▼▼▼
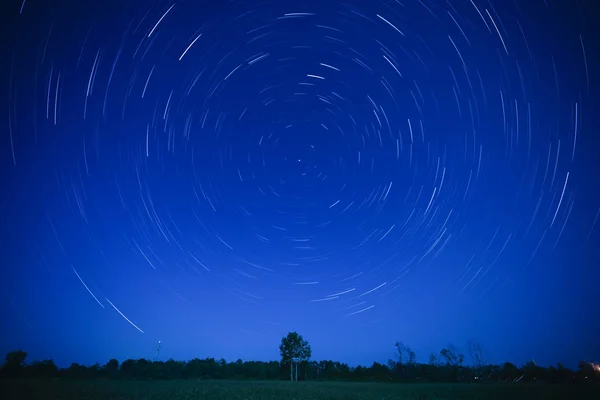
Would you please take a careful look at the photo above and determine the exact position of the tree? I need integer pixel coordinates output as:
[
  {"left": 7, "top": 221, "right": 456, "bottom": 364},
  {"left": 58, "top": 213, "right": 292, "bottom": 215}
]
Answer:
[
  {"left": 26, "top": 359, "right": 58, "bottom": 378},
  {"left": 5, "top": 350, "right": 28, "bottom": 366},
  {"left": 0, "top": 350, "right": 28, "bottom": 377},
  {"left": 279, "top": 332, "right": 311, "bottom": 381},
  {"left": 103, "top": 359, "right": 119, "bottom": 378},
  {"left": 440, "top": 344, "right": 464, "bottom": 381},
  {"left": 440, "top": 344, "right": 463, "bottom": 367},
  {"left": 393, "top": 342, "right": 416, "bottom": 379},
  {"left": 428, "top": 352, "right": 438, "bottom": 366},
  {"left": 500, "top": 362, "right": 520, "bottom": 382},
  {"left": 521, "top": 360, "right": 541, "bottom": 382},
  {"left": 466, "top": 340, "right": 485, "bottom": 376}
]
▲▲▲
Copy the entire listing exactly but skip the pictures.

Would you please take a careful look at the photo above and determine the exact position of the tree? I need integer pixel coordinates output as:
[
  {"left": 7, "top": 221, "right": 456, "bottom": 364},
  {"left": 58, "top": 213, "right": 292, "bottom": 215}
]
Answer:
[
  {"left": 26, "top": 359, "right": 58, "bottom": 378},
  {"left": 5, "top": 350, "right": 28, "bottom": 366},
  {"left": 0, "top": 350, "right": 28, "bottom": 377},
  {"left": 279, "top": 332, "right": 311, "bottom": 381},
  {"left": 103, "top": 359, "right": 119, "bottom": 378},
  {"left": 440, "top": 344, "right": 464, "bottom": 381},
  {"left": 440, "top": 344, "right": 463, "bottom": 367},
  {"left": 393, "top": 342, "right": 416, "bottom": 379},
  {"left": 428, "top": 352, "right": 438, "bottom": 366},
  {"left": 500, "top": 362, "right": 520, "bottom": 382},
  {"left": 521, "top": 360, "right": 541, "bottom": 382},
  {"left": 466, "top": 340, "right": 485, "bottom": 376}
]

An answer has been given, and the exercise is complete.